GIVEN PROBLEM - Reproduce the records below verbatim, from the line with "Locate the handrail" to the line with "xmin=397 ymin=672 xmax=477 ymax=731", including both of those lines.

MATERIAL FOR THIS EXERCISE -
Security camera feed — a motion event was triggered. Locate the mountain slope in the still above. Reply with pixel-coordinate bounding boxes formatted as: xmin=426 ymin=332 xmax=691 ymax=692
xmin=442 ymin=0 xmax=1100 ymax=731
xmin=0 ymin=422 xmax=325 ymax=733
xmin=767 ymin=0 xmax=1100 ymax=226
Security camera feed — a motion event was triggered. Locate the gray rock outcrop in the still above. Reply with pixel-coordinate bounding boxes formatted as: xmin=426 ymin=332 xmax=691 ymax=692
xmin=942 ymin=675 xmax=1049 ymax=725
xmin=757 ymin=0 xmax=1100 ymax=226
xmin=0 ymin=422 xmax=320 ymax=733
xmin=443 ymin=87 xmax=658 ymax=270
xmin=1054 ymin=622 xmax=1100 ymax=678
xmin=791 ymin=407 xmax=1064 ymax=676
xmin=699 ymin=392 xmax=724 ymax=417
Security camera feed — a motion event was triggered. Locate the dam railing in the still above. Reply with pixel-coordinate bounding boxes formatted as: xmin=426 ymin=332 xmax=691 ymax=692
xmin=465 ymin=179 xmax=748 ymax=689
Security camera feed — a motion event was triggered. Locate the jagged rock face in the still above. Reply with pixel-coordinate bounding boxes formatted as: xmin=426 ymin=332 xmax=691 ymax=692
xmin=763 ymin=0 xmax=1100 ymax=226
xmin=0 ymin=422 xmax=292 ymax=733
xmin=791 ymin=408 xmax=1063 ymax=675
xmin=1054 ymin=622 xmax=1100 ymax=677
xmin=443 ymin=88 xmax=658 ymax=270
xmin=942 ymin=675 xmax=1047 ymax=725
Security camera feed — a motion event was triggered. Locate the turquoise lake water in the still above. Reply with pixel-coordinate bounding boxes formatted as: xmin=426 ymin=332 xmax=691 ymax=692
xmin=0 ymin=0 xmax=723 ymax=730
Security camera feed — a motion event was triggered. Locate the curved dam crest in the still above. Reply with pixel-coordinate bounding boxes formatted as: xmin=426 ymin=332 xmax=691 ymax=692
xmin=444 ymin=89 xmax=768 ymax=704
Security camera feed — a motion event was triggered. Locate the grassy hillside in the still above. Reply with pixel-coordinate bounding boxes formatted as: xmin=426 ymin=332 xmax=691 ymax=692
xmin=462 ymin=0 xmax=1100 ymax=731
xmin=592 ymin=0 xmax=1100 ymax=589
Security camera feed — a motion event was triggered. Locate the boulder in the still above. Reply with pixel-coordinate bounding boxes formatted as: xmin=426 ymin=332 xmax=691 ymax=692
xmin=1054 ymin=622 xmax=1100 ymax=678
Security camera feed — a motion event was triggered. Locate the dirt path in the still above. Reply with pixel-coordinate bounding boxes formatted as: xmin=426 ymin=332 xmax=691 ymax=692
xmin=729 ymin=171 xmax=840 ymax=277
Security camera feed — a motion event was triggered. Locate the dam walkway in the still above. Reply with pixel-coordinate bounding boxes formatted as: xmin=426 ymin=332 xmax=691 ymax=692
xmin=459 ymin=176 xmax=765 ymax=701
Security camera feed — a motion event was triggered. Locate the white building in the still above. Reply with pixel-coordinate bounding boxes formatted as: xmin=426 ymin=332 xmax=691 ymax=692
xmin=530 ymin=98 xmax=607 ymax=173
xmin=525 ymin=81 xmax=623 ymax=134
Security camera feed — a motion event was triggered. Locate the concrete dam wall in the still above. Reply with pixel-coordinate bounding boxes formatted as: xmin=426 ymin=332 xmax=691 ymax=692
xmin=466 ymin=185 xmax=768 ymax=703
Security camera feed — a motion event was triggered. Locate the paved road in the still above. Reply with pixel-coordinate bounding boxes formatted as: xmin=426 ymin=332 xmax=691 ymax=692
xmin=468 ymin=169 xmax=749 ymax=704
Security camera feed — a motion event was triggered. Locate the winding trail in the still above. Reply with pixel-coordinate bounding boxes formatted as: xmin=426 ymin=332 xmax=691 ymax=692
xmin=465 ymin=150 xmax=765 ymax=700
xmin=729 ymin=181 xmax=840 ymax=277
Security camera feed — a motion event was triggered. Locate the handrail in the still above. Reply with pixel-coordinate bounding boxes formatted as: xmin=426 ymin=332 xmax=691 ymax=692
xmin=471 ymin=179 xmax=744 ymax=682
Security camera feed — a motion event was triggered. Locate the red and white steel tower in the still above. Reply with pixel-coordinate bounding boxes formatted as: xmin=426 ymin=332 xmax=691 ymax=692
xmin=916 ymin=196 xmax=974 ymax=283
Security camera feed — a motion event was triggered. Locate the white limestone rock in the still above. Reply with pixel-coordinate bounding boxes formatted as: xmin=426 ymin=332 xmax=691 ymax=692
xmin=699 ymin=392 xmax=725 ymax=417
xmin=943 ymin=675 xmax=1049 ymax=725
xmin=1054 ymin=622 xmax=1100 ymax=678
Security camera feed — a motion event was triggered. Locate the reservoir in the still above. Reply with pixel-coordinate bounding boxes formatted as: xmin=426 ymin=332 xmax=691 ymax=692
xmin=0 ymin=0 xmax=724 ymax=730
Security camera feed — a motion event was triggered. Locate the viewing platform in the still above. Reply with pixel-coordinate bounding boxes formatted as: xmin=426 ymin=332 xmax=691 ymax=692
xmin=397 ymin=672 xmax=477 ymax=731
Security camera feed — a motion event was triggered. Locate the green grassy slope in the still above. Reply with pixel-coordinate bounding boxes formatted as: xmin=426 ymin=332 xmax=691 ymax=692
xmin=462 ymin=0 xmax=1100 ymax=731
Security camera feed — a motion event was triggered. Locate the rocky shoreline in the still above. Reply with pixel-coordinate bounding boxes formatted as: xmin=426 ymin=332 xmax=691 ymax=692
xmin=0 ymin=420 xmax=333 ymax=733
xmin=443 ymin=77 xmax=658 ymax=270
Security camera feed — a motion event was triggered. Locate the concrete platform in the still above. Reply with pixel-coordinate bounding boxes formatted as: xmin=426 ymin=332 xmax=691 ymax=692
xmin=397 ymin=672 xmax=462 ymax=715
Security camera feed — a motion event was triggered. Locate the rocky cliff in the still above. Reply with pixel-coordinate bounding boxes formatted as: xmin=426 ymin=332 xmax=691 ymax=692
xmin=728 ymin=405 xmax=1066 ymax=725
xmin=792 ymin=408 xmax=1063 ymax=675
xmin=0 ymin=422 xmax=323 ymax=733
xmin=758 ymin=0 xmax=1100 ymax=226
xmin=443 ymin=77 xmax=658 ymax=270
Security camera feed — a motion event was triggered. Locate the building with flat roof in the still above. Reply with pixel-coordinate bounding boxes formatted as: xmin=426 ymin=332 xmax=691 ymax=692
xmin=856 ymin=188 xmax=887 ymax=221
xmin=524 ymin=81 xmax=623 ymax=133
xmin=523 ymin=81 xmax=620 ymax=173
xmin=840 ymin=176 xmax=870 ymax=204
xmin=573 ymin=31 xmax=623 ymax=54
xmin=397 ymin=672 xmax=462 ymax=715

SOLUTION TO THIS TASK -
Security camera feed — a motion event was triggered. Locate the handrail in the still above. Reply with pixel-coordinate bounding boxes formatted as: xmin=426 ymin=332 xmax=691 ymax=692
xmin=471 ymin=179 xmax=744 ymax=682
Security camera feed — a motion event was triggered. Locate the red and white steel tower in the still above. Reply with pixel-coordinate bounding boxes formatted as: xmin=426 ymin=332 xmax=691 ymax=692
xmin=916 ymin=196 xmax=974 ymax=283
Security camera feed — a motion event was triggered. Locate the white limestone rock in the still above. Reply with pixel-coordinate bounding boxes formatted as: xmin=426 ymin=332 xmax=691 ymax=692
xmin=699 ymin=392 xmax=725 ymax=417
xmin=943 ymin=675 xmax=1049 ymax=725
xmin=1054 ymin=622 xmax=1100 ymax=678
Security camera feed — a motion event was triggered. Locate the reservoir in the still above. Reply with pixel-coordinate bounding boxes formatted as: xmin=426 ymin=332 xmax=691 ymax=692
xmin=0 ymin=0 xmax=724 ymax=730
Security camera feed — a motion event was triggered. Locate the viewing platform in the still above. Reply with pixel-coordinate bounding boxes formatted as: xmin=426 ymin=332 xmax=691 ymax=692
xmin=397 ymin=672 xmax=477 ymax=731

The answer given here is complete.